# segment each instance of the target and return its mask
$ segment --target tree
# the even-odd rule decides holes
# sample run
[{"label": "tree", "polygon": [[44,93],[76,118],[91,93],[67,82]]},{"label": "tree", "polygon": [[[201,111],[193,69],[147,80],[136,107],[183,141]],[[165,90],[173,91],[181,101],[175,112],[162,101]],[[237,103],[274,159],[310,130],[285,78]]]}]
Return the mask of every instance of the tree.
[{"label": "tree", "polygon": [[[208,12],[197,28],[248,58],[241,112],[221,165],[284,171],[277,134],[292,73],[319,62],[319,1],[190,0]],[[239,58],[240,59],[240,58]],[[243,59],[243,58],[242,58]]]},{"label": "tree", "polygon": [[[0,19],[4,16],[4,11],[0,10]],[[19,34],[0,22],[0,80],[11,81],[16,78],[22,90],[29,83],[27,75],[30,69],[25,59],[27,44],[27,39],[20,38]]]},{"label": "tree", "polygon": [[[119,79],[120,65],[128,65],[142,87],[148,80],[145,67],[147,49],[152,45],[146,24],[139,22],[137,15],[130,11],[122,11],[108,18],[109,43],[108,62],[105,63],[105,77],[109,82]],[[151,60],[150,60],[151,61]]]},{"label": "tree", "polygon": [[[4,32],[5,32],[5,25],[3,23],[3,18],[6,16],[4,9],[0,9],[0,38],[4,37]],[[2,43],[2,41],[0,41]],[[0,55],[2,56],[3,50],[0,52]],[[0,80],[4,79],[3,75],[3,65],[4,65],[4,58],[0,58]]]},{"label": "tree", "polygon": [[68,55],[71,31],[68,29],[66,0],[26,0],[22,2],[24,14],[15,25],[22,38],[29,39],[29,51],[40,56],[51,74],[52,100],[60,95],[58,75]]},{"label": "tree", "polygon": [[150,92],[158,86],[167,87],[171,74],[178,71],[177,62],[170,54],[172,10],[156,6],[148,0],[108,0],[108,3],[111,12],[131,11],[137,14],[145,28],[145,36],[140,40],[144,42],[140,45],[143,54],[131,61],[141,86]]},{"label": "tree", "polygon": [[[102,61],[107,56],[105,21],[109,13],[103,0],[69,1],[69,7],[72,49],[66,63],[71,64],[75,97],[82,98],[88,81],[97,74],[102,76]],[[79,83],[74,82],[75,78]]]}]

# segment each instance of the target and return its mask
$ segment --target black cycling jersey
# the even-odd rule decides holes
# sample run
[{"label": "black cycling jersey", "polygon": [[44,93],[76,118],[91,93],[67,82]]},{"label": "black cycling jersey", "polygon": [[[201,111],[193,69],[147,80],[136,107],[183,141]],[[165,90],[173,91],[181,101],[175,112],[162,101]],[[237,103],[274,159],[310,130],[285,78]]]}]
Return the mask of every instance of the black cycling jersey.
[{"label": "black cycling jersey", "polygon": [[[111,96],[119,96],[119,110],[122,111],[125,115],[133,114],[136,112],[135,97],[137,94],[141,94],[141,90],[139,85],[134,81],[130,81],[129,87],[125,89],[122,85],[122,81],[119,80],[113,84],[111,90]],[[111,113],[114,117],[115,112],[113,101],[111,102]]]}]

============================================================

_Problem to work on:_ In the entries above, which lines hold the word "segment"? Copy them out.

_Result of this exercise:_
# segment each instance of the target and return its mask
$ segment --target tree
# segment each instance of the target and return its mask
$ segment --target black cycling jersey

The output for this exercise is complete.